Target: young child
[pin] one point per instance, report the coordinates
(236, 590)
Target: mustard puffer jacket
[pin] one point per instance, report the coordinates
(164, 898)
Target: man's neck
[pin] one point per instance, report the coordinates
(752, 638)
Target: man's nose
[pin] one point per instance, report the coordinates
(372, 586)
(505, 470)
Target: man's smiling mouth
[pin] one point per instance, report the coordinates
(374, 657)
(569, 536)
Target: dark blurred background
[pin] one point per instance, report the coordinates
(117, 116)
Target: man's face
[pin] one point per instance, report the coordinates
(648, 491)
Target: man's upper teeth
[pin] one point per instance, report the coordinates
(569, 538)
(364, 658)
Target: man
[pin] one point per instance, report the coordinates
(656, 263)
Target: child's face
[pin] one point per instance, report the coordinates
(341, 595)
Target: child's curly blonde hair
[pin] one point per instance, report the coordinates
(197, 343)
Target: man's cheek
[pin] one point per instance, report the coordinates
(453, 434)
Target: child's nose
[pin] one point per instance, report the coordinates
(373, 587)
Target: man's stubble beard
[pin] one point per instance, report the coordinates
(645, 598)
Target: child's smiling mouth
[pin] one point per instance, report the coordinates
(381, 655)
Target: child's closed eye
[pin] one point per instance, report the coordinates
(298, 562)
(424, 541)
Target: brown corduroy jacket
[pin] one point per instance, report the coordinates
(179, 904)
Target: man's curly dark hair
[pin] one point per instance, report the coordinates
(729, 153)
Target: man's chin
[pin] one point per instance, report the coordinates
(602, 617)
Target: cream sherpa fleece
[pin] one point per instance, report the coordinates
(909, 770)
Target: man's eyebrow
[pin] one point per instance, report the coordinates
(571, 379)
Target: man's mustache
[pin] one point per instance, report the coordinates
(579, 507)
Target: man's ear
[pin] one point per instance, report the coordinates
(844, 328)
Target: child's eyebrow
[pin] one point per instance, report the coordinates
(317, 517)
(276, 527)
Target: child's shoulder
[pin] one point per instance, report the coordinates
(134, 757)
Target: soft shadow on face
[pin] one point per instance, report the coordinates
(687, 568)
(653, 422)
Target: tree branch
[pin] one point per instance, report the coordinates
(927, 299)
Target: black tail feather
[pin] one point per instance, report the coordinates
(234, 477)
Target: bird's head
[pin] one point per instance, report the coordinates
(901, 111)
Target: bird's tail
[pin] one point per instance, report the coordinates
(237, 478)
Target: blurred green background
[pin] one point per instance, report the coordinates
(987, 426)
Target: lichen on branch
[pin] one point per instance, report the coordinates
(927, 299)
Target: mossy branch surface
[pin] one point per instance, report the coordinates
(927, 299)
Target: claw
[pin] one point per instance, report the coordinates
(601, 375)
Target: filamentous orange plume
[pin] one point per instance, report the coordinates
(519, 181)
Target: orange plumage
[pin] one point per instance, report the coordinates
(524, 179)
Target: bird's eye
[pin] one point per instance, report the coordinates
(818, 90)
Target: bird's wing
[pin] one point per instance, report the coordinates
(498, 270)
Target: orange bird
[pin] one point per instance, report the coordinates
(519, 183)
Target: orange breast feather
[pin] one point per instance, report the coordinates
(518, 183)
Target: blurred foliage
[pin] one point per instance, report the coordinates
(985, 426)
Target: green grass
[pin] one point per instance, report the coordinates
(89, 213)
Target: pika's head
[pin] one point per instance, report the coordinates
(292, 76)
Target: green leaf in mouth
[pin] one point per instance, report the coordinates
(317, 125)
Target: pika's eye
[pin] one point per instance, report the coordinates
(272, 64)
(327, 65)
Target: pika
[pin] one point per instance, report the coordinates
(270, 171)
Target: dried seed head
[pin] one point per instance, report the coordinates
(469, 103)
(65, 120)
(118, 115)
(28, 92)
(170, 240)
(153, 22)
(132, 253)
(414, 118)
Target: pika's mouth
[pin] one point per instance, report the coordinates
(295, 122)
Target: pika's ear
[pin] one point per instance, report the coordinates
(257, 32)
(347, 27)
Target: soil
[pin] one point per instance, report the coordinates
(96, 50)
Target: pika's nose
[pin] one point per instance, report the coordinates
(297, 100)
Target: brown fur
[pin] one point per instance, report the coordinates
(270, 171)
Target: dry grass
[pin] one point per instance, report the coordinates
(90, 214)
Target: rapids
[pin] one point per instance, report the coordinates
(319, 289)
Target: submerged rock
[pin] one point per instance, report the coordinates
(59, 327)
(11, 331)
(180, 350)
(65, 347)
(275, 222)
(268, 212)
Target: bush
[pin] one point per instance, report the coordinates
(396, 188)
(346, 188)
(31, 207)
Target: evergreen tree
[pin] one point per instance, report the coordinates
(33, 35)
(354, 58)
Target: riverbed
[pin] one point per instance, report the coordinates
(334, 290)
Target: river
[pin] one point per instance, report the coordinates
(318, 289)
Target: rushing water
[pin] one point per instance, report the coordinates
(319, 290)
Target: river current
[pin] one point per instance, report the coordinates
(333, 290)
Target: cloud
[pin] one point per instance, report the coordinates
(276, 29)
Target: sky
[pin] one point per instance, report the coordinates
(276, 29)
::::
● TASK DIRECTIONS
Output all the entries above as a two-column CSV with the header entry_text,answer and one row per entry. Put each entry's text and its answer in their own quoted fields, with any line breaks replaced by spaces.

● OUTPUT
entry_text,answer
"Target: young child [pin] one point per instance, report the coordinates","(236, 590)"
"Target: mustard puffer jacket [pin] one point per instance, report the coordinates","(164, 898)"
"Target: man's neck [pin] one point per instance, report the coordinates","(752, 638)"
"Target: man's nose [pin] one point per instance, report the coordinates","(372, 586) (505, 470)"
"Target: man's smiling mouth [pin] one point per instance, report the coordinates","(374, 657) (569, 536)"
"Target: dark blurred background [pin] one point per instance, report the coordinates","(117, 116)"
"Target: man's face [pin] one point per instance, report the coordinates","(648, 491)"
"Target: man's upper teeth [pin] one point per instance, report the coordinates","(569, 538) (364, 658)"
"Target: man [pin] one point per instance, report the coordinates","(656, 263)"
"Target: child's face [pin] one point per instance, report the coordinates","(341, 595)"
"Target: child's curly blonde hair [pin] one point per instance, report the coordinates","(197, 343)"
"Target: man's cheek [pin] one point per instance, report the coordinates","(453, 434)"
"Target: child's nose [pin] one point per instance, report the coordinates","(373, 587)"
"Target: man's stubble beard [pin] one point per instance, report the coordinates","(645, 598)"
"Target: child's smiling mouth [pin] one point per instance, report the coordinates","(381, 655)"
"Target: child's closed eye [pin] one point per instance, report the coordinates","(298, 562) (424, 541)"
"Target: brown corduroy jacket [pin] one point per instance, report the coordinates","(179, 904)"
"Target: man's curly dark hair [pin] one point per instance, report the coordinates","(729, 153)"
"Target: man's chin [pin] one point per instance, report the coordinates","(602, 617)"
"Target: cream sherpa fleece [pin] one point per instance, report the coordinates","(909, 770)"
"Target: man's eyebrow [pin] one point per instance, report the coordinates","(571, 379)"
"Target: man's mustache [pin] one point per instance, report the coordinates","(579, 507)"
"Target: man's ear [pin] one point per instance, report the coordinates","(844, 328)"
"Target: child's eyebrow [pin] one point per instance, report the coordinates","(317, 517) (276, 527)"
"Target: child's shoulder [pin] one point per instance, report the coordinates","(134, 757)"
"Target: soft shadow on face [pin] one point per instance, report the coordinates","(687, 568) (653, 422)"
"Target: tree branch [pin] one point per instance, report the coordinates","(927, 299)"
"Target: black tail feather [pin] one point per instance, report the coordinates","(234, 477)"
"Target: bird's head [pin] one point per instance, report the coordinates","(901, 111)"
"Target: bird's tail [pin] one point per instance, report the coordinates","(237, 478)"
"Target: blurred green background [pin] one point per instance, report the coordinates","(987, 426)"
"Target: lichen on branch [pin] one point per instance, report the coordinates","(927, 299)"
"Target: mossy branch surface [pin] one point per instance, report the coordinates","(927, 299)"
"Target: claw [pin] one point per instance, report the coordinates","(601, 375)"
"Target: filamentous orange plume [pin] one point per instance, report the coordinates","(519, 181)"
"Target: orange plumage [pin] one point per instance, report the coordinates","(524, 179)"
"Target: bird's eye [pin] one point per instance, report the coordinates","(818, 90)"
"Target: bird's wing [pin] one point per instance, report the coordinates","(498, 270)"
"Target: orange bird [pin] one point per instance, report the coordinates","(519, 183)"
"Target: orange breast feather [pin] one point per instance, report the coordinates","(518, 183)"
"Target: blurred foliage [pin] one point per instance, report the coordinates","(985, 426)"
"Target: green grass [pin] one point per instance, report the coordinates","(89, 213)"
"Target: pika's head [pin] one point per instance, report the coordinates","(292, 76)"
"Target: green leaf in mouth [pin] one point per instance, report the coordinates","(317, 125)"
"Target: pika's eye [pin] one point per instance, report the coordinates","(272, 64) (327, 65)"
"Target: pika [pin] one point per instance, report the coordinates","(270, 171)"
"Target: dried seed head [pin] one point per instance, report the coordinates","(469, 103) (65, 120) (118, 115) (28, 92) (170, 240) (153, 22) (132, 253) (414, 118)"
"Target: pika's mouth [pin] one point per instance, report the coordinates","(295, 122)"
"Target: pika's ear [pin] one point per instance, report the coordinates","(257, 32) (347, 27)"
"Target: soil [pin] one point per instance, report the coordinates","(96, 50)"
"Target: pika's nose [pin] one point per instance, report the coordinates","(297, 100)"
"Target: brown fur [pin] one point per instance, report the coordinates","(270, 171)"
"Target: dry grass [pin] one point per instance, report the coordinates","(90, 214)"
"Target: rapids [pin] one point per instance, report the coordinates","(319, 289)"
"Target: submerged rock [pin] one point per instance, report the coordinates","(59, 327) (11, 331) (180, 350) (65, 347) (275, 222) (268, 212)"
"Target: bush [pin] one point per instance, report the coordinates","(396, 188) (346, 188) (31, 207)"
"Target: evergreen tree [pin] one point per instance, report the coordinates","(33, 35) (354, 58)"
"Target: riverbed [pin] one point per instance, report the coordinates","(334, 290)"
"Target: river [pin] one point per instance, report the coordinates","(318, 289)"
"Target: rushing water [pin] one point per instance, report the coordinates","(319, 290)"
"Target: river current [pin] one point per instance, report the coordinates","(333, 290)"
"Target: cloud [pin] one point per instance, report the coordinates","(276, 29)"
"Target: sky [pin] one point per instance, report the coordinates","(276, 29)"